## START Material for this exercise
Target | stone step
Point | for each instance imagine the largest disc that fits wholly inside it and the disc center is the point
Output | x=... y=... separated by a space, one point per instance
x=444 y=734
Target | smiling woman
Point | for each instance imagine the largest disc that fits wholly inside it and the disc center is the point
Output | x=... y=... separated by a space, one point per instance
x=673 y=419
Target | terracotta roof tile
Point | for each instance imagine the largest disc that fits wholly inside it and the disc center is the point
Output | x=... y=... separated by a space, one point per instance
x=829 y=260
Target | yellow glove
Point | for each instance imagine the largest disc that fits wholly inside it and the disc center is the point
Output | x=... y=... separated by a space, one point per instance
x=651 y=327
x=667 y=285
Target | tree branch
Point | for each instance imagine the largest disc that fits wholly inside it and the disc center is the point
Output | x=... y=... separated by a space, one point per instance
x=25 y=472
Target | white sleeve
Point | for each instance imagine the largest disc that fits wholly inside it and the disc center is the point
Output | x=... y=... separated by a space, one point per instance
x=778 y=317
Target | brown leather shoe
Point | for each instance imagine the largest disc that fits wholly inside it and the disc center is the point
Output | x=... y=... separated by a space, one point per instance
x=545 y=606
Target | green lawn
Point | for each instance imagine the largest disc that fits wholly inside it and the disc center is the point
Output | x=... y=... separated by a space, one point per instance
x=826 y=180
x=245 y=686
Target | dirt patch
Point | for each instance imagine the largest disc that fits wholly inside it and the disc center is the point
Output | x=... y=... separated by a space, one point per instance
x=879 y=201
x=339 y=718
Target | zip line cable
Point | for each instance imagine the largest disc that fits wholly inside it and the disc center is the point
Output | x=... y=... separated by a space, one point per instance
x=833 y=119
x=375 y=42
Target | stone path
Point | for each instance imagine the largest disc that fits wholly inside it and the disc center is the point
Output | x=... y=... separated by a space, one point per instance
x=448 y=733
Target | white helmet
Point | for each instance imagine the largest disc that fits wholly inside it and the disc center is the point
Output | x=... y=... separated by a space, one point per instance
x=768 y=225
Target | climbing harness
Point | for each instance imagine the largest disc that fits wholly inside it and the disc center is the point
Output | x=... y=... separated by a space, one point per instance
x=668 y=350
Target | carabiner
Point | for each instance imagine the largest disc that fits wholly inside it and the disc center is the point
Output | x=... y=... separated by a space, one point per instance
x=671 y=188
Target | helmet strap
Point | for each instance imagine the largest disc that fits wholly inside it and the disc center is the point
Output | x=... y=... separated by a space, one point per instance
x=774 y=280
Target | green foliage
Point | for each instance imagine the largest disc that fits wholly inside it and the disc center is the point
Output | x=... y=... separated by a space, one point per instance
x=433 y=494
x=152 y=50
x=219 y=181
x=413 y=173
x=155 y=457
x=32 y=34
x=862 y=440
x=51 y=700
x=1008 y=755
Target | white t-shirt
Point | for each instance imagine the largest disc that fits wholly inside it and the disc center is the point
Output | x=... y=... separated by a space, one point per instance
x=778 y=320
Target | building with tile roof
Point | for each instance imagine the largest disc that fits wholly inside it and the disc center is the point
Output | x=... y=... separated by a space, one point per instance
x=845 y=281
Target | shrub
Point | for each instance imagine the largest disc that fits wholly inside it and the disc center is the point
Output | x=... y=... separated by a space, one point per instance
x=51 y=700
## END Material for this exercise
* Task statement *
Retype, character for character, the lines of the records above, beginning at the line that has "Target | helmet strap" and stopping after the line that has "x=778 y=320".

* Written answer *
Target | helmet strap
Point | for each instance imagine the largest disc that fits wholly inside it and the disc center is the point
Output | x=... y=... separated by a space, one point per instance
x=774 y=280
Target | green foliage
Point | for each instance imagine the largest disc that fits wholly inside it and the disc center is the point
Output | x=... y=... separated by a space, one point per instance
x=433 y=494
x=152 y=50
x=219 y=181
x=413 y=173
x=155 y=457
x=32 y=34
x=862 y=440
x=51 y=700
x=1008 y=755
Target | white t-shirt
Point | for each instance imagine the largest disc that fits wholly inside it and the disc center is the point
Output | x=... y=... separated by a space, one point per instance
x=778 y=320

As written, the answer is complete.